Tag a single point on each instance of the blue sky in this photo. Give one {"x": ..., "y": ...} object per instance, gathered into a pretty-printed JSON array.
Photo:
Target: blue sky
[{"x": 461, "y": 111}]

--

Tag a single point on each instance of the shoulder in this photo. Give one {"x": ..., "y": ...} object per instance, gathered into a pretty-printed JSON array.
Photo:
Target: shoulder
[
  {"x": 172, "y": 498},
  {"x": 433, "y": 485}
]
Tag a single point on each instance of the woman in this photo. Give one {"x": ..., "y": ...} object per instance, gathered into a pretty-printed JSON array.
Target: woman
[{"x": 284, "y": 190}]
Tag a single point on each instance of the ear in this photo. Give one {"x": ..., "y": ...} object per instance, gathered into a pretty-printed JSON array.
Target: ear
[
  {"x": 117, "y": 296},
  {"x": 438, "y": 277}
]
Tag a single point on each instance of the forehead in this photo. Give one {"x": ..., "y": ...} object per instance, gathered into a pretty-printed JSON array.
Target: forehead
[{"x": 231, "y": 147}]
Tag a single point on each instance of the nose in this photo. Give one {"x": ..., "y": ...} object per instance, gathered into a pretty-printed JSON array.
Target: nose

--

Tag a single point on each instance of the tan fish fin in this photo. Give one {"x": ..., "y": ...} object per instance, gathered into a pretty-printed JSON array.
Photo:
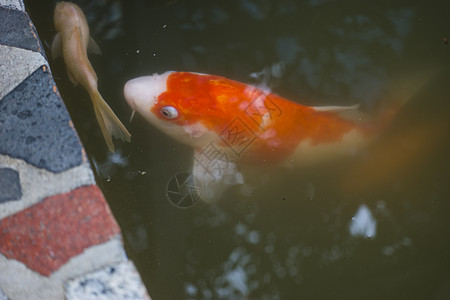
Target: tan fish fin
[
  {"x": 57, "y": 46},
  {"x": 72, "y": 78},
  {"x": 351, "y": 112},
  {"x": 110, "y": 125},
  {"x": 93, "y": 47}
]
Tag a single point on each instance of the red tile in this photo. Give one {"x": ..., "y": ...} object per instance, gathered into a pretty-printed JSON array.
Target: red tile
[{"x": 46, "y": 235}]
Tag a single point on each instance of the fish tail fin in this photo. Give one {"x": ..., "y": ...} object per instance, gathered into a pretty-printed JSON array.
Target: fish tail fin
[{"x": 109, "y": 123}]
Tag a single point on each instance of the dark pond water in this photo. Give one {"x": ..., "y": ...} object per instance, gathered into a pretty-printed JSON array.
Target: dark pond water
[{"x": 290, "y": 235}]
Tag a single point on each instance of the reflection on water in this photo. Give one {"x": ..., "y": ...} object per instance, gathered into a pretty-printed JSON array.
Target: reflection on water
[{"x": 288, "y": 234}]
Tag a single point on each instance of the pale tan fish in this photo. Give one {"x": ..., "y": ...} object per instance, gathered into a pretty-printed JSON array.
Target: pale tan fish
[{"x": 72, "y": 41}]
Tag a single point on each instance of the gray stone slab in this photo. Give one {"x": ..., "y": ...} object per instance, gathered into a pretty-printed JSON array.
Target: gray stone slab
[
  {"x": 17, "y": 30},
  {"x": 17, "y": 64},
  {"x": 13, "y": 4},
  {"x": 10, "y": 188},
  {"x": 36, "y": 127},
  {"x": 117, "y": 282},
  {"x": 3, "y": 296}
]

▸ **DIRECTION**:
Return, word for word, the lines between the one containing "Tag a single point on each instance of the ear" and the one containing "Target: nose", inclusive.

▸ **RESPONSE FOR THIS EXERCISE**:
Tag a single point on each instance of the ear in this photo. Give one {"x": ..., "y": ...} object per instance, gathered into a pretty-printed JSON array.
Target: ear
[
  {"x": 117, "y": 296},
  {"x": 438, "y": 277}
]
Tag a single point on each instance of the forehead in this photo. Give one {"x": ..., "y": ...} object per instance, gathered into a pretty-printed JSON array.
Target: forehead
[{"x": 231, "y": 147}]
Tag a single point on each instance of the nose in this photo. Give one {"x": ..., "y": ...} object per instance, gathered into a pretty-printed JSON array.
Target: nose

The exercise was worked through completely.